## Recorded information
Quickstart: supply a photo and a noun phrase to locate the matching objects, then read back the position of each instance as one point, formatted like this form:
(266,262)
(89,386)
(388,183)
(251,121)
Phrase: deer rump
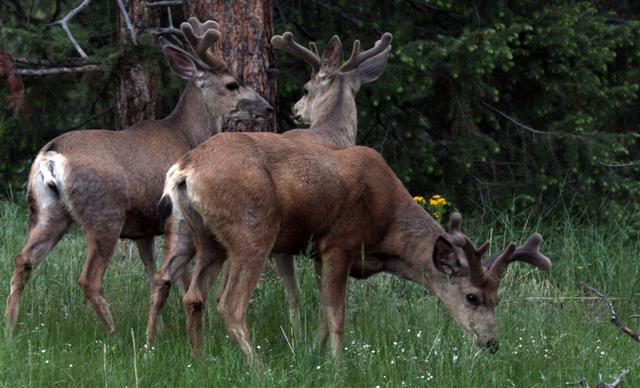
(264,188)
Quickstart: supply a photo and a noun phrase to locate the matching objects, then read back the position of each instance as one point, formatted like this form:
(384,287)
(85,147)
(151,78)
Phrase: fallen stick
(583,381)
(614,316)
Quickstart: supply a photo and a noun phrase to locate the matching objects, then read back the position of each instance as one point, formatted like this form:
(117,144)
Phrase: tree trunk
(135,86)
(246,27)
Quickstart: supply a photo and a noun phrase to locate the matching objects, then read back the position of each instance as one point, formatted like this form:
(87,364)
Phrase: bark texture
(246,27)
(135,87)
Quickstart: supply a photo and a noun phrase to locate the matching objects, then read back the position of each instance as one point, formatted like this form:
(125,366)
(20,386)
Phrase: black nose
(492,346)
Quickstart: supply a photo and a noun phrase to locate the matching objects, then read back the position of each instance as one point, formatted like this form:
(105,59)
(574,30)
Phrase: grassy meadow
(397,334)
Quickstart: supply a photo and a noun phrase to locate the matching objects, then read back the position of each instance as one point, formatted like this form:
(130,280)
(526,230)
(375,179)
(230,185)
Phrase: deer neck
(336,116)
(191,117)
(410,244)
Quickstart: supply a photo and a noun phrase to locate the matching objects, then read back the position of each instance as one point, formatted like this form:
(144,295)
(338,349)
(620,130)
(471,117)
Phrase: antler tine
(286,43)
(474,256)
(201,37)
(357,57)
(314,48)
(528,253)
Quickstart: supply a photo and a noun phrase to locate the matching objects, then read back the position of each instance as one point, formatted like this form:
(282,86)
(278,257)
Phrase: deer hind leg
(100,248)
(49,227)
(335,272)
(145,248)
(323,330)
(208,261)
(286,267)
(179,250)
(243,275)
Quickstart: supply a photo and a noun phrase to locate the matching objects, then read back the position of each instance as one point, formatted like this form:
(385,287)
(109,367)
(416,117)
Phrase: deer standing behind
(109,182)
(328,106)
(245,195)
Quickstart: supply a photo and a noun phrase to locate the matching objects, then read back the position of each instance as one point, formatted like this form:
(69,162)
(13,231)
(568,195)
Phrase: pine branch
(65,26)
(127,21)
(58,70)
(164,2)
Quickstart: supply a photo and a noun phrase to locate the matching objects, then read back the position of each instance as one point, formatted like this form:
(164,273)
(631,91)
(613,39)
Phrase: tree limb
(71,62)
(516,122)
(127,21)
(58,70)
(614,165)
(64,24)
(163,3)
(614,316)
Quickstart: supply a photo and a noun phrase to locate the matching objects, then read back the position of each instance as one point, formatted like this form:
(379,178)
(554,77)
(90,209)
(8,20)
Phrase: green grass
(396,333)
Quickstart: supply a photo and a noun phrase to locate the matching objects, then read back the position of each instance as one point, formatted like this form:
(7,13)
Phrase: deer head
(221,93)
(329,75)
(469,287)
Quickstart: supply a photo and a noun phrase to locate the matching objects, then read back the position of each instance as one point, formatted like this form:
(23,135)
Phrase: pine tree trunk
(246,27)
(135,87)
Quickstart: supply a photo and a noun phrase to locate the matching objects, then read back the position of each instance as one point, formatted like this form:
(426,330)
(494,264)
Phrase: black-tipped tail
(165,207)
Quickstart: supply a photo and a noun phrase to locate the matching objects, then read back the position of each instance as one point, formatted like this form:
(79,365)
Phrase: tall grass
(397,334)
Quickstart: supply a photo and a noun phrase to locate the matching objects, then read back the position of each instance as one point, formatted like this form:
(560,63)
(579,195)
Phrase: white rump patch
(46,179)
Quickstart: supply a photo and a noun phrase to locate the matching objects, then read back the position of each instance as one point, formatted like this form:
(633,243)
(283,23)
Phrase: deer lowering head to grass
(109,182)
(245,195)
(328,105)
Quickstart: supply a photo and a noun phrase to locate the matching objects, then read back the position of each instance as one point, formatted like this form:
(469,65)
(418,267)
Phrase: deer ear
(445,257)
(332,55)
(371,69)
(181,62)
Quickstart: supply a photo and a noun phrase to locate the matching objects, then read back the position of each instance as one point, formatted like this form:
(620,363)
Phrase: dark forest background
(486,102)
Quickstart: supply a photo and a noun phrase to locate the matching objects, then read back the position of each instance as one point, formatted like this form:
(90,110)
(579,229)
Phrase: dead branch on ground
(616,383)
(614,316)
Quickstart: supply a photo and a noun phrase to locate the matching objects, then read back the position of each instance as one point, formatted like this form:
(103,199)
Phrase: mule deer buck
(328,105)
(245,195)
(109,182)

## What is needed
Copy the material above in full and exactly, skipping pictures.

## Reply
Quickstart: supply a photo and a noun phrase to locate the matching objects, then read back the position of each instance as one point, formatted like this form:
(266,262)
(89,386)
(388,183)
(251,121)
Phrase: deer rump
(264,188)
Quickstart: supply a photo and a noun phrase to locate the matching objects, then read back the position of each instance as one point, formatted like this form:
(384,287)
(85,147)
(151,78)
Phrase: fallen stick
(583,381)
(614,316)
Quickstart: supply a photo and a noun phrase to locate the matching objects, then read back the position of each instance as one point, formatted like this form:
(117,144)
Phrase: tree trunk
(135,86)
(246,27)
Quickstart: supply a photo and a noun phrase to locate the matching objects, then read back the position of each instance as one point, formatted like this form:
(87,364)
Phrase: bark texture
(246,27)
(135,87)
Quickstart: supply a photo and a noun phrase to locate the matching objects, then read back the position of each instance as one point, formatted like this form:
(125,366)
(20,386)
Phrase: black nose
(492,346)
Quickstart: supply a photo and a noun phrase to locate the matching objects, then read back the position of each instance as one point, formatted like this form:
(105,59)
(574,30)
Phrase: grassy meadow
(397,334)
Quickstart: supply a photo and a noun phrase to locate the matching objects, then read back the position of each instance as one point, formatted like this form:
(130,280)
(526,230)
(375,179)
(230,185)
Phrase: deer neck
(336,116)
(191,117)
(410,244)
Quickstart: supply a photo and a noun phrase to locate the matching objects, then read back the position of each instance as one point, formatted like this form:
(144,295)
(338,349)
(620,130)
(471,117)
Phrase: antler tine
(286,43)
(474,256)
(201,37)
(357,57)
(314,48)
(528,253)
Quickstart: supply a photo and a noun phrase to locate the matching objects, then read back the position of each instance as one point, formatted like this form:
(282,86)
(278,257)
Phrase: deer hind leg
(100,248)
(49,227)
(335,272)
(145,248)
(323,330)
(208,261)
(286,267)
(179,250)
(243,275)
Quickstart: supply a photo and a noun phrase to locate the matching objects, then read back the position of each instance as one point, formatted like this form:
(385,287)
(109,367)
(416,117)
Phrase: deer standing behind
(109,182)
(328,106)
(245,195)
Quickstart: supply a photo and a noun phrase to locate the matching objects, then read back the position of each instance as one point, formatted like this form:
(69,162)
(13,231)
(568,195)
Phrase: pine branch
(65,26)
(127,21)
(58,70)
(164,2)
Quickstart: supply a photo and a noun phrase to locate the matching objects, then read back the position of each instance as one point, formatted like this form:
(164,273)
(631,91)
(613,39)
Phrase: tree limb
(71,62)
(516,122)
(127,21)
(58,70)
(614,165)
(64,24)
(163,3)
(614,316)
Quickstart: supply a photo and a noun phrase to locate the matching objects, then read back the position of each instance as one point, formatted like this form:
(379,178)
(554,77)
(90,209)
(8,20)
Phrase: green grass
(396,333)
Quickstart: supply a photo and a noun phrase to locate the matching objects, then read back the position of each instance as one point, formatted like this form:
(7,13)
Phrase: deer head
(221,93)
(329,75)
(469,287)
Quickstart: supply a photo and a noun phrase to locate the matching objects, then read back the position of each instance as one point, formatted like this form:
(23,135)
Phrase: pine tree trunk
(246,27)
(135,87)
Quickstart: supply a photo and a noun phrase to locate the matching objects, then read back the position of each instance as one point, formatted like this form:
(426,330)
(494,264)
Phrase: black-tipped tail
(165,207)
Quickstart: supply a photo and a noun phrase to locate the matching objects, then read back the position of each instance as one point, formatted like this form:
(79,365)
Phrase: tall grass
(397,334)
Quickstart: supply a photo and a noun phrase to locate the matching objects, then read back the position of each instance as one point, formatted like this form:
(560,63)
(579,195)
Phrase: white rump patch
(46,179)
Quickstart: supply a photo and a noun phrase to locate the matching objects, then read back the position of each instance as one point, formatted like this form:
(633,243)
(283,23)
Phrase: deer lowering head to grass
(109,182)
(245,195)
(328,105)
Quickstart: supply a photo and a noun phrase to locate the matching objects, then read back the position of each instance as one point, formatted like this form:
(469,65)
(418,267)
Phrase: deer ear
(445,257)
(332,55)
(371,69)
(181,62)
Quickstart: supply a photo and a noun phrase to locate the matching objects, then read back the position of each instance as one point, formatted like this form:
(620,363)
Phrase: dark forest background
(486,102)
Quickstart: supply a photo and a noun phrase to locate the matching objects, then read back the position of each instance as one point, formatted like this form:
(90,110)
(579,229)
Phrase: dead branch on ground
(616,383)
(614,316)
Quickstart: supply a photo and a noun phrase to locate the matching objects, then read back the position of each instance as one point, formatted like this form:
(103,199)
Phrase: mule deer buck
(328,105)
(245,195)
(109,182)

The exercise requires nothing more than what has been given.